> **Exercise materials**

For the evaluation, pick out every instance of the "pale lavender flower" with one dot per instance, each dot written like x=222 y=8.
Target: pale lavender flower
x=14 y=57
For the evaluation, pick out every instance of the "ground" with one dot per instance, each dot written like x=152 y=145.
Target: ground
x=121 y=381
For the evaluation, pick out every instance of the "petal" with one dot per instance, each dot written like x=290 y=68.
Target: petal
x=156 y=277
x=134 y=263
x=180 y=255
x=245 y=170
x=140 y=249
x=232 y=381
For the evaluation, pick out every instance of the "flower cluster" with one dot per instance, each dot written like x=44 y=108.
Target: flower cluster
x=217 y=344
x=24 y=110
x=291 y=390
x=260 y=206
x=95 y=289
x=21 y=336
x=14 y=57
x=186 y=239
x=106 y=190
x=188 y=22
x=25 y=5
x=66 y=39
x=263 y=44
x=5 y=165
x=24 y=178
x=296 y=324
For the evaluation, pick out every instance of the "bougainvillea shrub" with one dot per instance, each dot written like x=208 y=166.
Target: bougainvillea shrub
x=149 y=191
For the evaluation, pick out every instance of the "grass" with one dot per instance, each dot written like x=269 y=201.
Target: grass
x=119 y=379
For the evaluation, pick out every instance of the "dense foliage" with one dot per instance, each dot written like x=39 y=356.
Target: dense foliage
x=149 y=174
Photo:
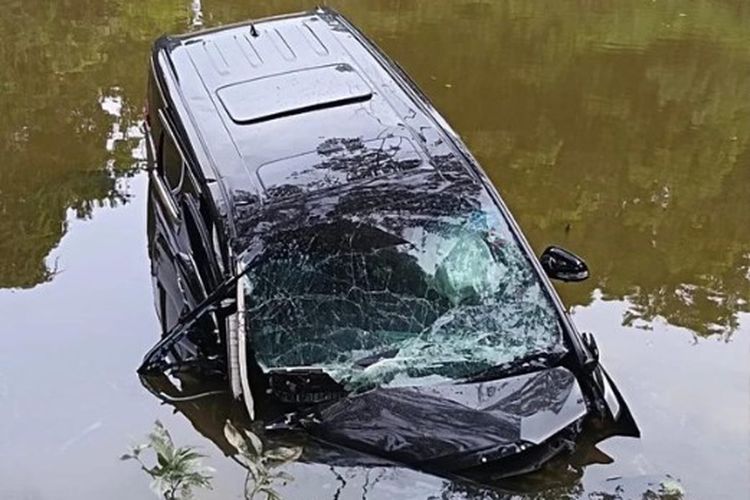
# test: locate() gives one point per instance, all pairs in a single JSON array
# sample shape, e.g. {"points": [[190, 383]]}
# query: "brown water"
{"points": [[620, 130]]}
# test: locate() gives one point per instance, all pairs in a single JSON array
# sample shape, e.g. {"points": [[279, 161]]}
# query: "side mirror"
{"points": [[563, 265]]}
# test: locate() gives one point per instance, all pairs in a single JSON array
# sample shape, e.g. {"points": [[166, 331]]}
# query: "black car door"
{"points": [[183, 266]]}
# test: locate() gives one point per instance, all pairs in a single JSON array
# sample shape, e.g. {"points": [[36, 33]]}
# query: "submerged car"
{"points": [[326, 249]]}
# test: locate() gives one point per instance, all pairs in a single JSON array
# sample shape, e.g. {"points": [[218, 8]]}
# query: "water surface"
{"points": [[618, 130]]}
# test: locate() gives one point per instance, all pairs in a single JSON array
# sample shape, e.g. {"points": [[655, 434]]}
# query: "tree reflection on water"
{"points": [[622, 133]]}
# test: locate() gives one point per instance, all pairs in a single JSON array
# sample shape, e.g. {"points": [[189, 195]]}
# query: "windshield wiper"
{"points": [[518, 366]]}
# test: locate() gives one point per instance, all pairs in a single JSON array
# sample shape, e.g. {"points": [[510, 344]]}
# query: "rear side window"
{"points": [[170, 162]]}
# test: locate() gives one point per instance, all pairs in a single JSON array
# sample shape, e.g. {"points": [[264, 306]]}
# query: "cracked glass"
{"points": [[401, 294]]}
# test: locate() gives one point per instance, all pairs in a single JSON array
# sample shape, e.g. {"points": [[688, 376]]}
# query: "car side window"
{"points": [[171, 166]]}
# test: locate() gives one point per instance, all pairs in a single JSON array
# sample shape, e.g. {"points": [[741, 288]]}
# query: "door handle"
{"points": [[165, 197]]}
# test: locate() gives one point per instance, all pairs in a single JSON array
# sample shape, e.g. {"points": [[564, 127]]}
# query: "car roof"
{"points": [[295, 105]]}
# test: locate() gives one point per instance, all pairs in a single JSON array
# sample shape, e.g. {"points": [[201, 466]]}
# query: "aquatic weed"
{"points": [[178, 470]]}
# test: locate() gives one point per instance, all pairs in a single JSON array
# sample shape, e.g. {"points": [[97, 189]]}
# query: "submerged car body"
{"points": [[327, 249]]}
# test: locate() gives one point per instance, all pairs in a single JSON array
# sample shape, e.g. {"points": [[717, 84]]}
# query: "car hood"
{"points": [[455, 426]]}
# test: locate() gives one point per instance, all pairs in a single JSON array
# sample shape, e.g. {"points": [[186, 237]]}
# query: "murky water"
{"points": [[621, 131]]}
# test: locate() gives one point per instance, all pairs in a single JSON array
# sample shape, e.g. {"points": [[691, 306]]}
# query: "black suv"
{"points": [[324, 247]]}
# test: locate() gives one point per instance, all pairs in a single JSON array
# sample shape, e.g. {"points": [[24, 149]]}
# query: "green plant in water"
{"points": [[262, 464], [178, 470]]}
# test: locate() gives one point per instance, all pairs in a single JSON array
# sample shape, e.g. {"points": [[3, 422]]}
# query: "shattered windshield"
{"points": [[396, 297]]}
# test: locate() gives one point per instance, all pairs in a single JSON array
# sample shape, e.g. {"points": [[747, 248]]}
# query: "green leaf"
{"points": [[283, 454], [283, 476]]}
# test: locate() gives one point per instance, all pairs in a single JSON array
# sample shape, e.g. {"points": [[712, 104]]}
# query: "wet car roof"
{"points": [[269, 101]]}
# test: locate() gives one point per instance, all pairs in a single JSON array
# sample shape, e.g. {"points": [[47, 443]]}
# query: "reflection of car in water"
{"points": [[325, 249]]}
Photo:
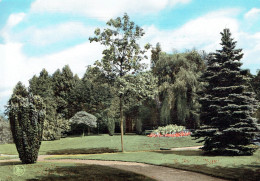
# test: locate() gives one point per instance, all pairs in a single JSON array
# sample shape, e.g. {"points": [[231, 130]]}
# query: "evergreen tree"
{"points": [[256, 87], [227, 103], [26, 114], [63, 83], [54, 125]]}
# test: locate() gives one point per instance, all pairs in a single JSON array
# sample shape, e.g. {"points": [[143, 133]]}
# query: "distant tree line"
{"points": [[207, 92]]}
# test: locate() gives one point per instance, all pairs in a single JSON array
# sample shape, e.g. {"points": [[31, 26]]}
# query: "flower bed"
{"points": [[180, 134], [170, 131]]}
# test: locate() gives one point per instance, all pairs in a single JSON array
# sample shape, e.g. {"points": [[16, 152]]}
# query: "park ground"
{"points": [[140, 149]]}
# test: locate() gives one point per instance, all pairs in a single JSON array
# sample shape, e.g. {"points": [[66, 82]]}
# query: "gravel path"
{"points": [[159, 173]]}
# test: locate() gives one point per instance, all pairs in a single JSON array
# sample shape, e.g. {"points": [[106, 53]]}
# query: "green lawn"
{"points": [[145, 150], [64, 171], [104, 143], [236, 167]]}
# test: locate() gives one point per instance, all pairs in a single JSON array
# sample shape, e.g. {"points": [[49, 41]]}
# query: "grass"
{"points": [[65, 171], [7, 157], [235, 168], [83, 145]]}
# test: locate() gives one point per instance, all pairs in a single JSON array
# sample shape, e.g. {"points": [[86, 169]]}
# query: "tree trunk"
{"points": [[121, 123]]}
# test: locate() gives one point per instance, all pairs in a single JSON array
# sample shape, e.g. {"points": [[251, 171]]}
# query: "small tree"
{"points": [[122, 55], [26, 115], [5, 132], [84, 119]]}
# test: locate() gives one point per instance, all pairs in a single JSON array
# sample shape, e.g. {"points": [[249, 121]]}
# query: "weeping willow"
{"points": [[178, 85]]}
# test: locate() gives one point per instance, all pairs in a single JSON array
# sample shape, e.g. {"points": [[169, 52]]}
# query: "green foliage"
{"points": [[255, 82], [111, 126], [178, 84], [122, 56], [26, 115], [5, 132], [169, 129], [54, 124], [83, 119], [139, 126], [227, 103], [63, 83]]}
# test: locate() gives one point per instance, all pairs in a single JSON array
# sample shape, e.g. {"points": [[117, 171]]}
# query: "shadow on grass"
{"points": [[82, 151], [89, 173], [236, 173], [10, 163], [182, 152]]}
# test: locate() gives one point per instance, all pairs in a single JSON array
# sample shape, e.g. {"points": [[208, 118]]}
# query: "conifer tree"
{"points": [[26, 115], [227, 103]]}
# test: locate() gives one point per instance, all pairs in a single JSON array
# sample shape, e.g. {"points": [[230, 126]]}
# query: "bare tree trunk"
{"points": [[121, 123]]}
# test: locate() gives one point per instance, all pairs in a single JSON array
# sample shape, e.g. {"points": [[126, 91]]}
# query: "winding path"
{"points": [[159, 173]]}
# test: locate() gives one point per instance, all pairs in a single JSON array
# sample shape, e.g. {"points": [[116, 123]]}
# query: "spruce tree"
{"points": [[228, 103]]}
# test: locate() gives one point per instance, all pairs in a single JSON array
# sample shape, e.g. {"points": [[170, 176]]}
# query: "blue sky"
{"points": [[37, 34]]}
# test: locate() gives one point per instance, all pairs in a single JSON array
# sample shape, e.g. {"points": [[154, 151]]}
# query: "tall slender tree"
{"points": [[227, 104], [122, 55]]}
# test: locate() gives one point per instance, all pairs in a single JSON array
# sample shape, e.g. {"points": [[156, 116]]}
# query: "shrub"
{"points": [[111, 126], [5, 131], [139, 126], [26, 115]]}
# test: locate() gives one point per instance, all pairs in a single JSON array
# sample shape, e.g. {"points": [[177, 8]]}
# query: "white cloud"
{"points": [[15, 66], [53, 34], [103, 9], [13, 20], [202, 33], [253, 13]]}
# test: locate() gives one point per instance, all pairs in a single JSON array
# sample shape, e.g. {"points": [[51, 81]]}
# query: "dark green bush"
{"points": [[26, 114]]}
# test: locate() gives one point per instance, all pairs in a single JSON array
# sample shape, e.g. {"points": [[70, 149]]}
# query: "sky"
{"points": [[37, 34]]}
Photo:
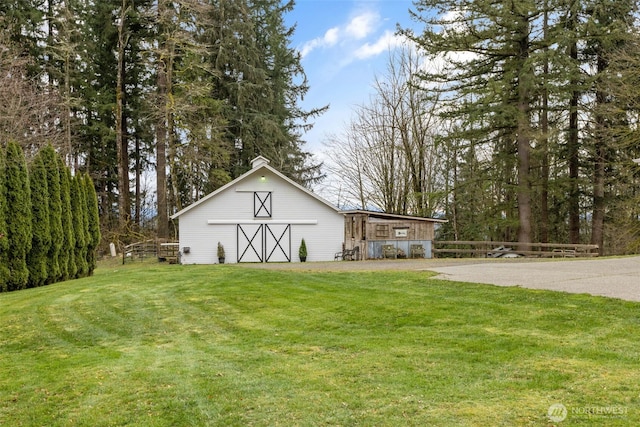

> **Given instruction**
Retype the lines from the very first one through the line containing "x=149 y=191", including both ends, reproducing each character without change.

> **The result**
For the evaluation, pick out every instance of the "pale lavender flower" with one dot per instance, each dot written like x=222 y=8.
Target: pale lavender flower
x=14 y=57
For the evaluation, pick out every instance of the "ground" with one dot per instance, each dot written like x=152 y=145.
Target: ground
x=121 y=381
For the evaluation, pick out every instance of the "petal" with one dot per instance, each dot written like x=290 y=68.
Target: petal
x=156 y=277
x=134 y=263
x=180 y=255
x=245 y=170
x=140 y=249
x=232 y=381
For the evaluation, pick out every instance of the "flower cluster" with one dot per instance, each dot written like x=44 y=108.
Target: flower cluster
x=217 y=344
x=24 y=110
x=291 y=390
x=260 y=206
x=95 y=289
x=21 y=336
x=14 y=57
x=186 y=239
x=106 y=190
x=188 y=22
x=25 y=5
x=66 y=39
x=263 y=44
x=5 y=165
x=24 y=178
x=296 y=324
For the evaluation, pick out every instance of the "bougainvillea shrub" with one dot per instance, each dot written like x=208 y=166.
Target: bougainvillea shrub
x=149 y=191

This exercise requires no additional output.